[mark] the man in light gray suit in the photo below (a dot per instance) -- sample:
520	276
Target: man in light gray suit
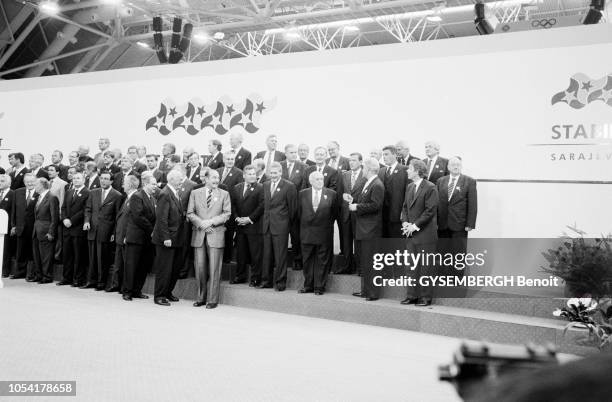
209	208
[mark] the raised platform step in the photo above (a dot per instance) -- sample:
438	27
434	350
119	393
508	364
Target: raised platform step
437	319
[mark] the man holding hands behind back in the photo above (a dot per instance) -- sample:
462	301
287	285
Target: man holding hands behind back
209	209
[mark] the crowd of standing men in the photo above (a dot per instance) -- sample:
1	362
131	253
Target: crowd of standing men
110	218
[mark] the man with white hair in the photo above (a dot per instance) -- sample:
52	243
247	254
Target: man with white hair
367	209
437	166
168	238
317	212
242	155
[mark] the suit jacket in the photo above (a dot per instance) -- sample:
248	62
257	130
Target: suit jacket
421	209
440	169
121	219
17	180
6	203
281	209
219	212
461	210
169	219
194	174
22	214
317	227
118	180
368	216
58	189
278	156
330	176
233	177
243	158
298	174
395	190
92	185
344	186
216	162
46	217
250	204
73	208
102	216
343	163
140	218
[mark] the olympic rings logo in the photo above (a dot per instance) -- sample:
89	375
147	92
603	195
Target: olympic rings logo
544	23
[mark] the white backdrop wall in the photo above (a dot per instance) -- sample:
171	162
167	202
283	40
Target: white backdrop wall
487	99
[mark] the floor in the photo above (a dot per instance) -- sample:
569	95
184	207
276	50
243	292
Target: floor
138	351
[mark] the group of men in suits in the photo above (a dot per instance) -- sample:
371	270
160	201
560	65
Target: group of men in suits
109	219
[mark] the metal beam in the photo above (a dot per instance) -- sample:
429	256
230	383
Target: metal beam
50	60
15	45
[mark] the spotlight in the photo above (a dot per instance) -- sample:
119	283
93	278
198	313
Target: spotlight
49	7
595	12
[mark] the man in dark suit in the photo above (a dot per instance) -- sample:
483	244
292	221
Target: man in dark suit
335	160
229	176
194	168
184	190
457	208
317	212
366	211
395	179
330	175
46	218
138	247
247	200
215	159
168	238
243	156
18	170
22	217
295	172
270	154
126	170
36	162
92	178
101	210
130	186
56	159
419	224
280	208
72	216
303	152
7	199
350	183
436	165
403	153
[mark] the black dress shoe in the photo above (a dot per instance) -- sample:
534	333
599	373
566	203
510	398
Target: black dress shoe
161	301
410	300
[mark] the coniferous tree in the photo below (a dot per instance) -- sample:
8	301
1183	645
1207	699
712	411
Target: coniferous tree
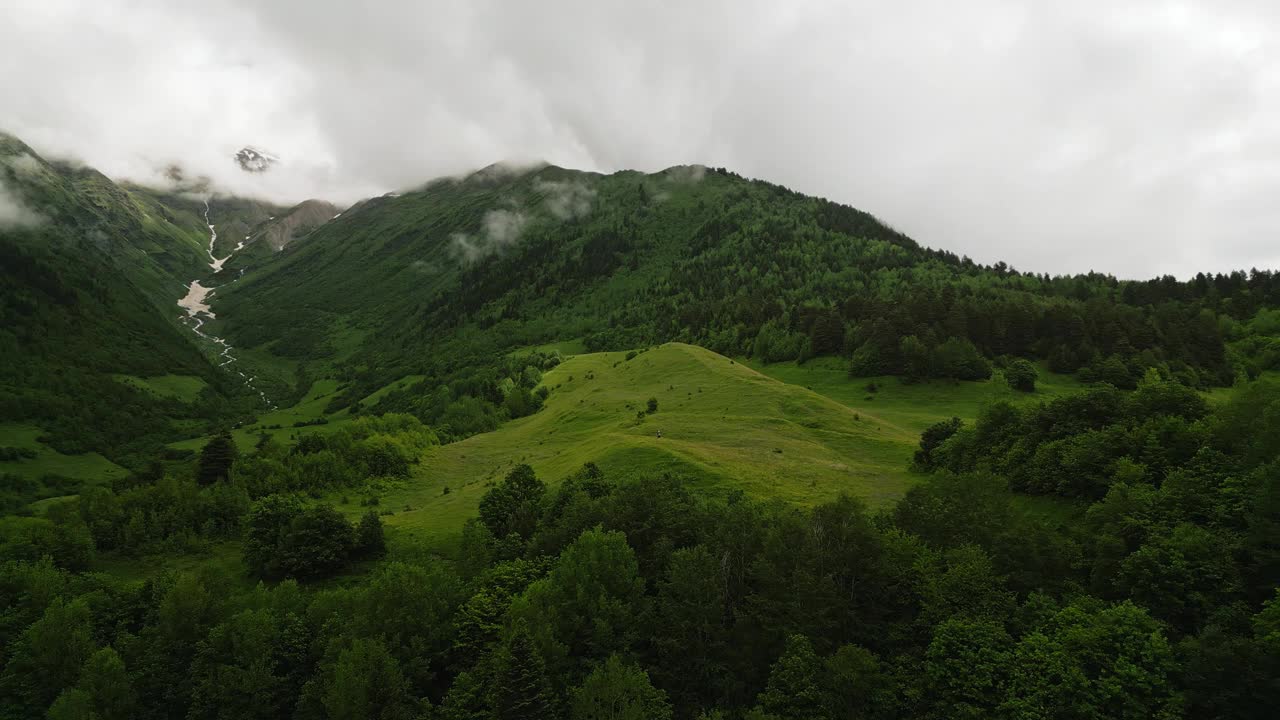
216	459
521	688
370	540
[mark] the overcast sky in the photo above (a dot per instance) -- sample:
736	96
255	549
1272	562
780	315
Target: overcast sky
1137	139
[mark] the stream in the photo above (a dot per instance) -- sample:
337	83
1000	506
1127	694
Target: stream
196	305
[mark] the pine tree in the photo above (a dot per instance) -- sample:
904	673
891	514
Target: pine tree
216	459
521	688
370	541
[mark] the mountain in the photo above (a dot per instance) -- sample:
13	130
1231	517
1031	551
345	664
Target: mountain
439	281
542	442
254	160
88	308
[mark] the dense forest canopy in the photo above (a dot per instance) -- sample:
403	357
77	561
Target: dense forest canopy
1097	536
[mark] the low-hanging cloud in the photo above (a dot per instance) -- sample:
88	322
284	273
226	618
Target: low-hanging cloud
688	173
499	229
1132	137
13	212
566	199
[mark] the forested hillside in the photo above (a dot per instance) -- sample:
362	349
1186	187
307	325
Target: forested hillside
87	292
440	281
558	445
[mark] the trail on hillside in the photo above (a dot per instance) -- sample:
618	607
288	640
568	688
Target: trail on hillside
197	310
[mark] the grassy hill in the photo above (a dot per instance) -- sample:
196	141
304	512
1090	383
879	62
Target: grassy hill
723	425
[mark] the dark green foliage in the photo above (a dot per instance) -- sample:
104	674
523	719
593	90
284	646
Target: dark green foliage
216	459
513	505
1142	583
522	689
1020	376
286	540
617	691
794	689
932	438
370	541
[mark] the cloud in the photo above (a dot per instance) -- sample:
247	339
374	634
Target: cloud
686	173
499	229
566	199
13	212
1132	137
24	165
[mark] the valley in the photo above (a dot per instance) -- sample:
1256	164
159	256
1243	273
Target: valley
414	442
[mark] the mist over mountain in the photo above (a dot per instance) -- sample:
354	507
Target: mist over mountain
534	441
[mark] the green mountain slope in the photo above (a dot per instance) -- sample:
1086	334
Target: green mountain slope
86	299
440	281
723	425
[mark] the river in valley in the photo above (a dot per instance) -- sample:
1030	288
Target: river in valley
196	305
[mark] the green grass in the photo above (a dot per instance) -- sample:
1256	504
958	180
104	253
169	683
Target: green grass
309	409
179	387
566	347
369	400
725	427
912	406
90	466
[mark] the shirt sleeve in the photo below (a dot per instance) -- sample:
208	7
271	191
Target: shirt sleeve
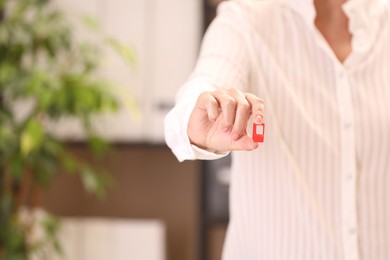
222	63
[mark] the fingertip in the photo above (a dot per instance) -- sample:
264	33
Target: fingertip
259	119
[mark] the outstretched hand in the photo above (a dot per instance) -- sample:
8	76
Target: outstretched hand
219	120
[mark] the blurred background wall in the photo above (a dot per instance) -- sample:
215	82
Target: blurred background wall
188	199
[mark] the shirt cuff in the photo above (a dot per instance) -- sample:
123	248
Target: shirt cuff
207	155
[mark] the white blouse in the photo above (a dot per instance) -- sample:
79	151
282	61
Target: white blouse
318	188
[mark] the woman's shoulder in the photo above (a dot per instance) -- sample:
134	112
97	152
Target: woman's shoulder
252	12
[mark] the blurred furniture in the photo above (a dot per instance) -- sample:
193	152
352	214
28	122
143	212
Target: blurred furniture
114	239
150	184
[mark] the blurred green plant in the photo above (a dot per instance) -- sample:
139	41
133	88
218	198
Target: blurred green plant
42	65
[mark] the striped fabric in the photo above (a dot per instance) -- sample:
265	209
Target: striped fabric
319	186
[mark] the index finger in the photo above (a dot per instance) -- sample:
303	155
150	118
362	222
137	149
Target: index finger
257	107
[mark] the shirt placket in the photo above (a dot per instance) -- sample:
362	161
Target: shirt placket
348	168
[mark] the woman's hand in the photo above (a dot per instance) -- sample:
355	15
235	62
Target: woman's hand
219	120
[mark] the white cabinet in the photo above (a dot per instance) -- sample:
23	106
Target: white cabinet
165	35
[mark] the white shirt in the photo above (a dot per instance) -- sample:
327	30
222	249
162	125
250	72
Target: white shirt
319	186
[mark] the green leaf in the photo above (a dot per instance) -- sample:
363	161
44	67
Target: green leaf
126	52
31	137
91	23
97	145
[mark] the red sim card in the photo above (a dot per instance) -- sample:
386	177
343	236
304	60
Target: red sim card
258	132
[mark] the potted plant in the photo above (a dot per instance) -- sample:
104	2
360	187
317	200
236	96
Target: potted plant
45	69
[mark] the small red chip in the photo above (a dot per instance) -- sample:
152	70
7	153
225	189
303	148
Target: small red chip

········

WHAT THIS TASK INVOLVES: Quote every line word for word and keep the images out of the copy.

THE REPLY:
[mark] the man in light gray suit in the photo below (a dot per instance) -- sample:
520	276
Target: man in light gray suit
209	208
[mark] the raised platform step in the photo above (a dot per instance) -- sample:
438	27
434	350
119	393
508	364
Target: raised platform step
437	319
[mark] the man holding hands behind back in the photo above (a dot per instance) -- sample:
462	301
287	285
Target: man holding hands behind back
209	209
[mark] the crowd of standing men in the photo above (a dot per instance) -- sample:
1	362
131	253
Target: crowd of standing men
110	218
[mark] the man with white hair in the photo above (a dot per instance) -- sample:
52	243
247	254
Target: man with white hair
367	209
437	166
168	238
317	212
242	155
[mark] the suit jacket in the photo above (a dot per instance) -- sample:
248	62
257	130
Target: suit jacket
421	209
440	169
121	219
17	180
6	203
281	209
219	212
461	210
169	219
194	174
22	214
317	227
118	180
368	216
58	189
278	156
330	176
233	177
243	158
298	174
395	190
92	185
344	186
216	162
46	217
250	204
73	208
102	216
343	163
140	218
[mark] the olympic rings logo in the photo above (a dot per instance) -- sample:
89	375
147	92
603	195
Target: olympic rings logo
544	23
[mark] the white backdrop wall in the photo above (a dot per instance) -- sample:
171	162
167	202
283	40
Target: white backdrop wall
487	99
[mark] the floor in the photo above (a dot per instance) -- sample:
569	95
184	207
276	50
243	292
Target: floor
138	351
[mark] the group of men in suits in the photo above (a dot per instance) -- sample:
371	270
160	201
560	65
Target: group of men in suits
109	219
[mark] the metal beam in the photo above (a dot per instance) -- sample:
429	256
230	383
Target: metal beam
50	60
15	45
[mark] the spotlight in the photo above (a dot per instance) -- sample:
119	283
93	278
198	313
Target: spotlight
49	7
595	12
[mark] the man in dark suit in the photo above (a dot per instance) -- sample:
483	244
292	221
Target: man in dark suit
335	160
229	176
194	168
184	190
457	208
317	212
366	211
395	179
330	175
46	218
138	247
247	200
215	159
168	238
243	156
18	170
22	217
295	172
270	154
126	170
36	162
92	178
101	210
130	186
56	159
419	224
280	208
72	216
303	152
7	199
350	183
436	165
403	153
[mark] the black dress shoe in the photo above (a dot per instance) -- sample:
534	333
599	373
566	203
510	398
Target: black dress shoe
161	301
410	300
[mark] the coniferous tree in the photo below (a dot per instance) -- sample:
8	301
1183	645
1207	699
712	411
Target: coniferous tree
216	459
521	688
370	540
[mark] the overcast sky in the photo above (a dot per instance) -- sample:
736	96
255	549
1272	562
780	315
Target: overcast sky
1137	139
[mark] the stream in the photo above (a dot per instance) -- sample:
337	83
1000	506
1127	694
Target: stream
196	305
[mark] the pine tree in the photo above (a dot per instance) -- sample:
904	673
891	514
Target: pine tree
216	459
521	688
370	541
[mark] the mountain in the photo above (a dot per instance) -- sample:
13	130
1231	517
1031	551
345	664
Target: mountain
439	281
542	442
254	160
88	308
[mark] the dense forest canopy in the photo above (a dot per instance) -- sample:
403	357
77	561
Target: dense forest canopy
1097	536
[mark] the low-hanging cloud in the photo above (a dot per instance) -- sample:
88	322
284	273
226	618
Target: low-hanging cloud
688	173
499	229
1132	137
13	212
566	199
[mark] the forested hillside in the photo above (a dot per instance) -- sample:
362	349
1186	187
307	325
Target: forested hillside
87	292
440	281
558	445
[mark] the trail on hillside in the photo above (a dot per instance) -- sample:
618	607
288	640
568	688
Target: trail on hillside
197	310
[mark] the grassy hill in the photo above (a dot per instance) -- sample:
196	141
304	512
1090	383
879	62
Target: grassy hill
723	425
[mark] the dark green foliage in the photo above (a dot per instance) -- sample:
104	674
523	719
593	90
284	646
Target: dark green foliage
216	459
513	505
1142	583
522	689
1020	376
286	540
617	691
794	689
932	438
370	541
[mark] the cloud in the photo above (a dot per instance) -- sample:
247	339
374	634
Target: cloud
686	173
499	229
566	199
13	212
1132	137
24	165
[mark] the valley in the photo above (a dot per instance) -- sample:
1256	164
159	256
1243	273
Target: valley
414	442
[mark] the mist over mountain in the photo above (a dot per instance) -- sample:
354	507
Target: mist over mountain
534	441
[mark] the green mountain slope in the photo above (a dot per instance) -- sample:
1086	334
Target: green mountain slope
86	299
440	281
723	425
[mark] the river in valley in the photo above (a dot per instance) -- sample:
1030	288
Target: river in valley
196	305
[mark] the green grass in the photo above (a dot per instance) -- sample:
1256	504
958	180
104	253
169	683
Target: green grass
309	409
179	387
566	347
369	400
725	427
912	406
90	466
[mark] the shirt sleeve in the photo below (a dot per instance) -- sample:
208	7
271	191
Target: shirt sleeve
222	63
[mark] the fingertip in the photo above (a dot per instance) -- sample:
264	33
Target: fingertip
259	119
[mark] the outstretched hand in the photo above (a dot per instance) -- sample:
8	76
Target: outstretched hand
219	120
[mark] the blurred background wall in the photo above (a dot per instance) -- sample:
215	82
Target: blurred background wall
188	199
[mark] the shirt cuff in the photo above (a dot per instance) -- sample:
123	248
Target: shirt cuff
207	155
[mark] the white blouse in the photo above (a dot per instance) -- sample:
79	151
282	61
Target: white blouse
318	188
[mark] the woman's shoulder in the photo above (a dot per instance) -- sample:
134	112
97	152
Target: woman's shoulder
252	12
[mark] the blurred furniture in the photo above (a dot per instance) -- sample:
193	152
352	214
28	122
143	212
Target: blurred furniture
114	239
150	184
[mark] the blurred green plant in the photo above (a dot per instance) -- sample:
139	41
133	88
218	198
Target: blurred green plant
42	65
[mark] the striped fabric in the photo above (a dot per instance) -- sample:
265	209
Target: striped fabric
319	186
[mark] the index finger in the photo above (a dot per instance) -- sample:
303	155
150	118
362	222
137	149
Target: index finger
257	107
[mark] the shirt placket in the photo above (a dot per instance) -- sample:
362	161
Target: shirt placket
348	168
[mark] the woman's hand in the photo above (a dot per instance) -- sample:
355	15
235	62
Target: woman's hand
219	120
[mark] the white cabinet in the photo above (a dot per instance) -- sample:
23	106
Target: white cabinet
165	35
[mark] the white shirt in the photo above (a dot per instance) -- sample:
327	30
222	249
162	125
250	72
Target: white shirt
319	186
[mark] the green leaf in the photo above (a dot per instance) -- sample:
363	161
44	67
Target: green leaf
126	52
31	137
91	23
97	145
[mark] the red sim card in the photo above (a dot per instance) -- sample:
386	177
343	236
304	60
Target: red sim card
258	132
[mark] the potted plant in the photo above (a dot per instance) -- sample:
104	2
360	187
317	200
236	96
Target: potted plant
45	69
[mark] the small red chip in the photo above (a dot per instance) -- sample:
152	70
7	153
225	189
303	148
Target: small red chip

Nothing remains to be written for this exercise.